Each entry is to be output precisely as it appears.

** Opening THE DATA block **

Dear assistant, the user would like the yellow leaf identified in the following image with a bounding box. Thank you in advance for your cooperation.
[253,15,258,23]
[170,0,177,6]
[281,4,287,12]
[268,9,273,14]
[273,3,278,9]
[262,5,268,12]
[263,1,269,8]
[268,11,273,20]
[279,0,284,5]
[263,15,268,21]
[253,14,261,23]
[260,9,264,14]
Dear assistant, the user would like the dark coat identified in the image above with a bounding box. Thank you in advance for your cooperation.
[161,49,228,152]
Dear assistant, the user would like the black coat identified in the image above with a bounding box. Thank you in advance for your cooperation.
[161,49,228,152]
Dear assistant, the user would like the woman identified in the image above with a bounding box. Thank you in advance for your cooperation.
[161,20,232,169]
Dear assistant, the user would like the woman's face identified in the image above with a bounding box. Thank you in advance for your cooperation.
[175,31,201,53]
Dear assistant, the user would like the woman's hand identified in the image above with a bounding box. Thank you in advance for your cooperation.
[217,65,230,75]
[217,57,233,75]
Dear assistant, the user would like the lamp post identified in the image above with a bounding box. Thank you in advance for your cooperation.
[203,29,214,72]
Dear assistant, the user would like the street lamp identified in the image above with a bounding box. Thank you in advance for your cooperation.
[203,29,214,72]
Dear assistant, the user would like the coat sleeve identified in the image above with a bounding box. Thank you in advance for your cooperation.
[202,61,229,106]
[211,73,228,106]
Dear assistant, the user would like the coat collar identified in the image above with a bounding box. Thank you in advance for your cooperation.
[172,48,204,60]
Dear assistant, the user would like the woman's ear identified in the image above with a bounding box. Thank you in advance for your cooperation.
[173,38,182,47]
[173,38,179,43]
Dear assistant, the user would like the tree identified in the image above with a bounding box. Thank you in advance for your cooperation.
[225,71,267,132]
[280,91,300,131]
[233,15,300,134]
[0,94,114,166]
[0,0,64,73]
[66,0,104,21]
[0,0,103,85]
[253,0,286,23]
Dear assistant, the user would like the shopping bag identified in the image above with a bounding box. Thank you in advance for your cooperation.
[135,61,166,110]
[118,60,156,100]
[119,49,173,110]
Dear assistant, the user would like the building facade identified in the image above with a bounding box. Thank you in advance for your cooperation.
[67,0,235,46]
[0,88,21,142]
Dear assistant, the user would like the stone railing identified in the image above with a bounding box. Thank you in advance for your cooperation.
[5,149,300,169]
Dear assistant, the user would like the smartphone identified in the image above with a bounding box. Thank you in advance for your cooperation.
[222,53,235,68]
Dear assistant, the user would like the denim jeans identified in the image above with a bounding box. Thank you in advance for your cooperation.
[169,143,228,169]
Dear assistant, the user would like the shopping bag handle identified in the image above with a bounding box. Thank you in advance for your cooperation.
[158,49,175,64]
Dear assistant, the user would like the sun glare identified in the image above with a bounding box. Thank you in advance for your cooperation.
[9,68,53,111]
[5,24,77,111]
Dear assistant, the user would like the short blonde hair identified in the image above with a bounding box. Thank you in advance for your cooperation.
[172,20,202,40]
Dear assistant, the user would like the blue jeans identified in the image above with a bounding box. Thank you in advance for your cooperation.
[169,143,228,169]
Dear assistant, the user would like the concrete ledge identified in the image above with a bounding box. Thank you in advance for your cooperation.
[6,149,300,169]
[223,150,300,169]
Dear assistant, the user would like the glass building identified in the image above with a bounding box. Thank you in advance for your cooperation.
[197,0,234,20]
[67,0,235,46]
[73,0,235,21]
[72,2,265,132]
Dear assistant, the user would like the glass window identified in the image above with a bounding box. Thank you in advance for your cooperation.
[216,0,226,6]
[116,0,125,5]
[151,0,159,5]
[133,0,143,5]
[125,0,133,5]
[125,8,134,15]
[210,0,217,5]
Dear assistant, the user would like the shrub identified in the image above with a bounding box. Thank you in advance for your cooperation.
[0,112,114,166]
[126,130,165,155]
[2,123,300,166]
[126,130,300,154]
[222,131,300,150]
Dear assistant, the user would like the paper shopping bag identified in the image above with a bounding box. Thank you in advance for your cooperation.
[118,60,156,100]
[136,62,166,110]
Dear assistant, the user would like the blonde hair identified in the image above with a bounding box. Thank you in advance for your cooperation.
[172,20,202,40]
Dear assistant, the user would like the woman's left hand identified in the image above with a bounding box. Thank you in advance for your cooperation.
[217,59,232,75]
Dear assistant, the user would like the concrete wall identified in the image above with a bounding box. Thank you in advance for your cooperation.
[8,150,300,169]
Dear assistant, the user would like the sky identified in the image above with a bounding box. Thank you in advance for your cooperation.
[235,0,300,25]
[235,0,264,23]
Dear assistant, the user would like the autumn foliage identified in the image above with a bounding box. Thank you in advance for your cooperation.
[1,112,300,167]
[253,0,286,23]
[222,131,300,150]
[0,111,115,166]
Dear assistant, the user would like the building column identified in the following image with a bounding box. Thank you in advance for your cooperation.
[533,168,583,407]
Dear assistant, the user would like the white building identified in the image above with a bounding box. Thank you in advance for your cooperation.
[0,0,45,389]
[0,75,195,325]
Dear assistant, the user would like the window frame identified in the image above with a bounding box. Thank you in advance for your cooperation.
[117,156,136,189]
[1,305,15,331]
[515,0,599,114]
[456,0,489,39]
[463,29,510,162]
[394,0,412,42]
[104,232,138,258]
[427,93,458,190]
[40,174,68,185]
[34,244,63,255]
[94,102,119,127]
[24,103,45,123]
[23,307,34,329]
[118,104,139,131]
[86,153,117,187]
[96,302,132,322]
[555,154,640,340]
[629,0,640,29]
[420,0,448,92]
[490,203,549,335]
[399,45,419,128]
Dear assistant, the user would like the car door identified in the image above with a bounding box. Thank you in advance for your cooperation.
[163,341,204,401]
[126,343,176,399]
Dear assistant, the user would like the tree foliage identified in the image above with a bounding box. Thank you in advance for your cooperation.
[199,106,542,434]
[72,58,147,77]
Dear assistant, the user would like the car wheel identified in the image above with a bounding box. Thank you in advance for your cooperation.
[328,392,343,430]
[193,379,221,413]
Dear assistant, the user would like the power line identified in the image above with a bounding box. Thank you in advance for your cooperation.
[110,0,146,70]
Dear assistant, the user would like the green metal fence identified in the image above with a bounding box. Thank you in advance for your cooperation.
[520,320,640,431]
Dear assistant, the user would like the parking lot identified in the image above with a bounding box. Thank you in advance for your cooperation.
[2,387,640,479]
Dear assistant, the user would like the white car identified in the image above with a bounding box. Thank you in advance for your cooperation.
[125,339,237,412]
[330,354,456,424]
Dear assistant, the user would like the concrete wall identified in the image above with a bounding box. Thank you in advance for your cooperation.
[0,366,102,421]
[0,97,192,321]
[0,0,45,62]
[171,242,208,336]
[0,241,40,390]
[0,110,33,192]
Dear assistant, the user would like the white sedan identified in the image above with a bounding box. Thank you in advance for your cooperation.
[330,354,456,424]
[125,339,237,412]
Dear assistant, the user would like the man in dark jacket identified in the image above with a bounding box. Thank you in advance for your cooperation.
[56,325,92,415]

** Closing THE DATA block **

▶ [FINISHED TASK]
Dear assistant, the user would like the yellow leaf identified in the following image with a bounding box. Thank you in advance for your cooperation.
[253,15,258,23]
[170,0,177,6]
[281,4,287,12]
[268,9,273,14]
[273,3,278,9]
[262,5,268,12]
[263,1,269,8]
[268,11,273,20]
[279,0,284,5]
[263,15,268,21]
[253,14,261,23]
[260,9,264,14]
Dear assistant, the user would like the dark coat identified in the image above with a bounding box. Thank you in advance for your cooperation.
[161,49,228,152]
Dear assistant, the user would like the black coat identified in the image above with a bounding box. Thank you in advance for your cooperation.
[161,49,228,152]
Dear assistant, the user would like the woman identified in the image above with a bounding box. Thank you in advance for your cooperation.
[161,20,232,169]
Dear assistant, the user would like the woman's face identified in the image above with a bounding box. Thank you in advance for your cooperation.
[175,31,201,53]
Dear assistant, the user would like the woman's hand identified in the image above with a bounding box. Thank you in advance for your cooperation.
[217,65,230,75]
[217,57,233,75]
Dear assistant, the user would like the lamp post identified in the image above with a bounding box. Thank you in advance for your cooperation.
[203,29,214,72]
Dear assistant, the user would like the street lamp identified in the image above with a bounding box. Thank you in advance for your cooperation.
[203,29,214,72]
Dear assistant, the user would like the coat sleeve identified in the image above with a bounding box. Thank you in advance for your cooperation.
[202,61,229,106]
[211,73,228,106]
Dear assistant, the user would like the coat collar identified in the image above with a bounding box. Thank you in advance for your cooperation.
[172,48,204,60]
Dear assistant, the user would like the woman's ear identified in the image above with a bounding box. Thank you in advance for your cooperation.
[173,38,182,47]
[173,38,179,43]
Dear assistant, the user would like the tree identified in the image above with a bounding box. Thank you in advance for your cooperation.
[225,71,267,132]
[280,91,300,131]
[233,15,300,134]
[0,94,114,166]
[0,0,64,73]
[66,0,104,21]
[0,0,103,85]
[253,0,286,23]
Dear assistant, the user would like the shopping bag identified in the image above with a bounding box. Thank you in advance for your cooperation.
[135,61,166,110]
[118,60,156,100]
[119,49,173,110]
Dear assistant, the user would like the building facade identified in the image above with a bounding box. Thank you in advance for your cooperation.
[67,0,235,46]
[0,88,21,142]
Dear assistant, the user would like the stone railing identified in the image above with a bounding box. Thank you in advance for your cooperation.
[5,149,300,169]
Dear assistant, the user would like the smartphone identified in the image above with a bounding box. Thank you in advance for your cooperation.
[222,53,235,68]
Dear assistant, the user would like the denim jeans identified in the image above with a bounding box. Thank you in advance for your cooperation.
[169,143,228,169]
Dear assistant, the user would like the shopping bag handle identified in the image above with a bounding box. Thank you in advance for your cooperation.
[158,49,175,64]
Dear assistant, the user would like the sun glare identified in the image above with a bounding box. Thank you in advance for your cooperation.
[9,68,53,111]
[5,24,77,111]
Dear assistant, the user would like the short blonde hair identified in the image above with a bounding box. Thank you in advance for your cooperation.
[172,20,202,40]
Dear assistant, the user would like the blue jeans identified in the image above with a bounding box. Thank you in advance for your cooperation.
[169,143,228,169]
Dear assistant, the user would like the concrete ledge identified in the image above with a bounding box. Thank you in advance for your cooperation.
[6,149,300,169]
[223,150,300,169]
Dear assistant, the user would like the glass building identified in the image above with a bounding box. Thank you in advance for your cooperation.
[197,0,234,20]
[67,0,235,46]
[73,0,235,21]
[72,2,265,132]
Dear assistant, the user would like the glass window identified in the image above with a bounding box. Thank you in advance for your cooperation.
[216,0,226,6]
[116,0,125,5]
[151,0,159,5]
[133,0,143,5]
[125,0,133,5]
[125,8,134,15]
[210,0,217,5]
Dear assistant, the user would like the shrub identified in the image above with a bounding box. Thank you in advance for your cooperation.
[0,112,114,166]
[126,130,165,155]
[2,123,300,166]
[126,130,300,154]
[222,131,300,150]
Dear assistant, the user would like the paper shopping bag identified in the image above with a bounding box. Thank you in advance for your cooperation.
[118,60,156,100]
[136,62,166,110]
Dear assistant, the user would like the blonde hair identified in the image above with a bounding box. Thank you in advance for your cooperation.
[172,20,202,40]
Dear assistant, the user would like the woman's left hand identified in the image above with a bounding box. Thank you in advance for your cooperation.
[217,59,232,75]
Dear assistant, the user would like the concrete wall identified in the image above with a bounding box. Thank you in advance for your cooperation.
[8,150,300,169]
Dear assistant, the user would like the sky identified in the image above with a bounding box. Thank you in advance for your cooperation.
[235,0,300,25]
[235,0,264,23]
Dear assistant, the user would like the autumn foliage identified in the image above with a bounding box. Thank you in advance for your cooperation.
[1,112,300,167]
[253,0,286,23]
[222,131,300,150]
[0,111,115,166]
Dear assistant, the user would like the building column identified in the following image with a bounding box. Thank you in advance for your cooperation.
[533,168,583,407]
Dear assistant, the user would like the white building identified in the image above with a bounding box. Thank you in advance for your cooperation.
[0,0,45,389]
[0,75,195,325]
Dear assistant, the user would like the window frame identified in the image above with a bounding box. Thank you in advance for your cooperation.
[117,156,136,189]
[1,305,15,331]
[515,0,599,114]
[456,0,489,39]
[463,29,510,162]
[394,0,412,42]
[104,232,138,258]
[427,93,458,190]
[40,174,68,185]
[34,244,63,255]
[94,102,119,127]
[24,103,45,123]
[23,307,34,329]
[118,104,139,131]
[86,153,117,187]
[96,302,132,322]
[555,154,640,340]
[629,0,640,29]
[420,0,448,92]
[490,203,549,335]
[399,45,419,128]
Dear assistant, the user would like the car door identified in the image above with a bounding box. Thank you in advance for your cooperation.
[163,341,204,401]
[126,343,176,399]
Dear assistant, the user would like the tree foliage identified in the image above with a bounding box. Thank you in advance for your cooperation.
[199,106,542,434]
[72,58,147,77]
Dear assistant, the user would like the car wheel identified in the image above with a bounding box. Thank you in advance for your cooperation.
[328,392,343,430]
[193,379,221,413]
Dear assistant, the user would like the power line identified in the image above with a bounding box. Thank you in advance for your cooperation.
[110,0,146,70]
Dear assistant, the user would like the green metal fence identified in the image above with a bounding box. Thank you in advance for your cooperation.
[520,320,640,431]
Dear assistant, the user would like the parking lot identified in the image above with a bounding box. Thank you in advance for your cooperation.
[2,387,640,479]
Dear assistant, the user would like the white car identified in the image above with a bounding box. Thank you in advance for your cooperation.
[125,339,237,412]
[330,354,456,424]
Dear assistant, the user would like the concrete wall identified in the image above with a bounding box. Thank you in advance for your cooperation.
[0,366,102,421]
[0,97,192,321]
[0,0,45,62]
[171,242,208,336]
[0,241,40,390]
[0,110,33,192]
Dear assistant, the user would like the white sedan identified in the image above with a bounding box. Thank you in advance for your cooperation.
[330,354,456,424]
[125,339,237,412]
Dear assistant, the user would like the man in dark jacket identified in the image above with a bounding box. Thank you in advance for your cooperation.
[56,325,92,415]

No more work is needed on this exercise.